-- Dataset extract follows --
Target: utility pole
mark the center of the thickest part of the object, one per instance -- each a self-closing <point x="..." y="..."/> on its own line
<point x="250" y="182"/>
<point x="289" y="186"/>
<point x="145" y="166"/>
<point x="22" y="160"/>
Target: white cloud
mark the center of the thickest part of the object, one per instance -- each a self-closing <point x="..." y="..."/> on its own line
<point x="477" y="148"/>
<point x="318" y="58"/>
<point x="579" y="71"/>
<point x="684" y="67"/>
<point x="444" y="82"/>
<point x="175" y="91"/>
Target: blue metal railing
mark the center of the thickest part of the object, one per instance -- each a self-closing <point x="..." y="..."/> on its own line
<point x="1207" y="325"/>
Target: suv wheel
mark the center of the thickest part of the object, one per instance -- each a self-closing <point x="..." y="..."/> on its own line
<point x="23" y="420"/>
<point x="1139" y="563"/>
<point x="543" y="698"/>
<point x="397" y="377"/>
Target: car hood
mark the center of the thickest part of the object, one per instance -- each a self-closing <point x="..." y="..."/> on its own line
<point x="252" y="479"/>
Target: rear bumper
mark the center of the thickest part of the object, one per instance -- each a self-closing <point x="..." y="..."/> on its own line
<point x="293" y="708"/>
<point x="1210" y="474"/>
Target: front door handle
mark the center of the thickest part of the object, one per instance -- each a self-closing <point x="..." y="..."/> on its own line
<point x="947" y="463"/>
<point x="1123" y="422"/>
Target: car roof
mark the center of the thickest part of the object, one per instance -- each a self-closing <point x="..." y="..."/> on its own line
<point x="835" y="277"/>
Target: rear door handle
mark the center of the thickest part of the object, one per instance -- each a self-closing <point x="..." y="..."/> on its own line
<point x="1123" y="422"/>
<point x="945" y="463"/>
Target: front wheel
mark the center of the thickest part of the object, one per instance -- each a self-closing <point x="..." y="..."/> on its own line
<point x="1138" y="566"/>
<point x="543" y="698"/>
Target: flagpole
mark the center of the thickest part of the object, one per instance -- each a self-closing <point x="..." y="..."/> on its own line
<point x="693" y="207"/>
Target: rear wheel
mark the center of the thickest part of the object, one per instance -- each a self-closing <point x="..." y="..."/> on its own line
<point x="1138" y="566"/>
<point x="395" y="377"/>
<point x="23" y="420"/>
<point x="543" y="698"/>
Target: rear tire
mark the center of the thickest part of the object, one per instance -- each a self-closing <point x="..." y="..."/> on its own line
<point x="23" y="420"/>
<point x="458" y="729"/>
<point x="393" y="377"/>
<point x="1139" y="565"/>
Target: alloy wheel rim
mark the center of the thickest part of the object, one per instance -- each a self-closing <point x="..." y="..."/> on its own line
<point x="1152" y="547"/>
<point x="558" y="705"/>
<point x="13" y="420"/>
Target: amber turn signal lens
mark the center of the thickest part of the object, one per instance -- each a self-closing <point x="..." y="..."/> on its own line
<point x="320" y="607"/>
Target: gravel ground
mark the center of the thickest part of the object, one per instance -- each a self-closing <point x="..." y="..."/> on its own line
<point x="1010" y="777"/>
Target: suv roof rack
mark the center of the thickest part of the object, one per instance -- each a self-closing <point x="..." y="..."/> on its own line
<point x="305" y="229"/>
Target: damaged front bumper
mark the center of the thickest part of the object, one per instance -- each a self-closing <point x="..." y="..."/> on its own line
-- Dataset extract concluded --
• **The problem**
Output the full listing again with nothing altered.

• **Result**
Target: utility pole
mark the center of the thickest part of the object, one per instance -- each a self-closing <point x="..." y="..."/> on its own line
<point x="250" y="182"/>
<point x="289" y="186"/>
<point x="145" y="166"/>
<point x="22" y="160"/>
Target: white cloud
mark the center of the thickest part of the object, one per instance -- each a self-closing <point x="..." y="..."/> on its own line
<point x="477" y="148"/>
<point x="318" y="58"/>
<point x="579" y="71"/>
<point x="684" y="67"/>
<point x="444" y="82"/>
<point x="175" y="91"/>
Target: blue metal railing
mark the center of the thickest part of the object, one per instance -- each a self-closing <point x="..." y="..."/> on its own line
<point x="1207" y="325"/>
Target: suv wheel
mark the center of the thickest part of the object, one per instance -- each a self-closing <point x="..." y="..."/> on its own line
<point x="23" y="420"/>
<point x="1139" y="563"/>
<point x="543" y="698"/>
<point x="397" y="377"/>
Target: car hood
mark the center of the thickest part of the object, one per instance -- each a self-closing <point x="..." y="..."/> on its own line
<point x="252" y="479"/>
Target: rear bumper
mark the center of the thickest part of the object, one per instance -- each a self-closing <point x="..." y="..."/> on its own line
<point x="293" y="708"/>
<point x="1210" y="474"/>
Target: front door handle
mark the center of the thickest part of the object, one per instance -- each a self-closing <point x="..." y="..."/> on its own line
<point x="947" y="463"/>
<point x="1123" y="422"/>
Target: car roof
mark the center of the thickest part of the object, one per instance -- each a self-closing <point x="..." y="..."/> on its own line
<point x="835" y="277"/>
Target: rear door handle
mark the center of the thickest part of the object, one per instance -- each a self-closing <point x="..." y="..."/> on its own line
<point x="1123" y="422"/>
<point x="945" y="463"/>
Target: front wheel
mark the center of the thickest part of the object, one per instance -- each a self-closing <point x="..." y="..."/> on its own line
<point x="1138" y="566"/>
<point x="543" y="698"/>
Target: flagpole
mark the center of the thickest part of the object, one per instance -- each a self-closing <point x="..." y="..."/> on its own line
<point x="693" y="207"/>
Target: rear wheel
mark the center of the thickest part of the object, one per instance -- each a self-closing <point x="..." y="..."/> on its own line
<point x="1138" y="566"/>
<point x="395" y="377"/>
<point x="23" y="420"/>
<point x="543" y="698"/>
Target: rear tire
mark the center of the thickest part of the object, one per instance -- each a self-closing <point x="..." y="..."/> on its own line
<point x="23" y="420"/>
<point x="458" y="729"/>
<point x="393" y="377"/>
<point x="1139" y="565"/>
Target: alloy wheel rim
mark the center of the thickest part of the object, one per instance -- each a self-closing <point x="..." y="..."/> on its own line
<point x="1152" y="547"/>
<point x="558" y="705"/>
<point x="13" y="420"/>
Target: amber turn signal lens
mark the center of the thickest part of the object, one per instance -- each a self-closing <point x="..." y="..."/> on its own line
<point x="320" y="607"/>
Target: gravel ground
mark the center of the thickest part of the object, one per instance -- each a self-closing <point x="..." y="..."/> on its own line
<point x="1010" y="777"/>
Target: suv roof rack
mark the center of the thickest part of the object, one per instance -- each a self-closing <point x="..." y="..."/> on its own line
<point x="305" y="229"/>
Target: damaged front bumper
mark the center of the thickest part of the object, one per instance -- each a self-closing <point x="..." y="..."/> on its own line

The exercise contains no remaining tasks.